BEGIN RECORD EXTRACTS

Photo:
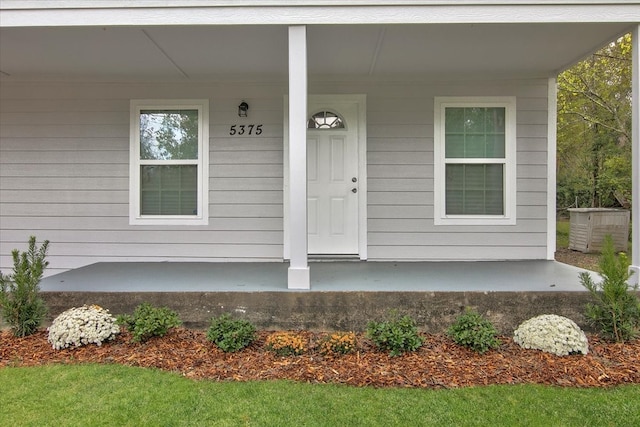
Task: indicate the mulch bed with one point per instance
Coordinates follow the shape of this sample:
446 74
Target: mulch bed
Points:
439 363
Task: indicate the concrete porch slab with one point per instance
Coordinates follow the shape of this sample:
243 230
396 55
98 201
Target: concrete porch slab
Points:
505 276
343 295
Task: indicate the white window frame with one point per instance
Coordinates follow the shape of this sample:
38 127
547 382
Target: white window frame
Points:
202 217
509 161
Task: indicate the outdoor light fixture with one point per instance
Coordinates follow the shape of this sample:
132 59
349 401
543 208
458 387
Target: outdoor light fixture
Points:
242 109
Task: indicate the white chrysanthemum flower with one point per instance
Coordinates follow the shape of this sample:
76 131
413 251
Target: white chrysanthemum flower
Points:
82 325
553 334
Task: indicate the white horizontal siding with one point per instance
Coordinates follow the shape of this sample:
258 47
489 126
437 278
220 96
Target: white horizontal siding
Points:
64 175
64 167
400 173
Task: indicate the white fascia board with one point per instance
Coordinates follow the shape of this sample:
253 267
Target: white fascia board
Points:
143 13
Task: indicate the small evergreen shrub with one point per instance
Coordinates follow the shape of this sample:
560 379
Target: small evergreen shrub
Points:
148 321
339 343
21 305
553 334
286 344
395 334
615 312
473 331
79 326
229 334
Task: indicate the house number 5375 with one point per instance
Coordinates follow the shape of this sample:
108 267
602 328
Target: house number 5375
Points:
245 130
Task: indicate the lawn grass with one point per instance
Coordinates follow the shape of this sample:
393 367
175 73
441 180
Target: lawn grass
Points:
96 395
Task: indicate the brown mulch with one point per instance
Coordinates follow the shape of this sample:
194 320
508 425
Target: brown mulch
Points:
579 259
439 363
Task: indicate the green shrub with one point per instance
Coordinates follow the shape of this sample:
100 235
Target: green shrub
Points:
229 334
148 321
21 305
395 334
616 310
473 331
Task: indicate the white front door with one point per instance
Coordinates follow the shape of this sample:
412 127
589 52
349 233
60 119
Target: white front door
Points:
333 179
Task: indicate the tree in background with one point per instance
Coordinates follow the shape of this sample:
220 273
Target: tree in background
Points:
594 129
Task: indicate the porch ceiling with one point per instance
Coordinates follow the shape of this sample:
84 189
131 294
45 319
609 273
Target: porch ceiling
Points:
172 53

END RECORD EXTRACTS

## TASK DESCRIPTION
Copy every line of the entries in which "board" can be found.

## ANSWER TO THIS EXERCISE
Task: indicate the white fascia board with one point per instance
Target: white fascia board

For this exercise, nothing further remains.